> _Dataset extract_:
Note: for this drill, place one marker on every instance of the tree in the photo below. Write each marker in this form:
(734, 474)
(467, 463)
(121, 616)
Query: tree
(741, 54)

> _Instructions to follow_: Each record above must be output without any alteration.

> _Written solution_:
Note: for this drill, place one marker on every instance of the tree in the photo below. Write each marker in this form:
(734, 474)
(467, 463)
(121, 616)
Query: tree
(741, 54)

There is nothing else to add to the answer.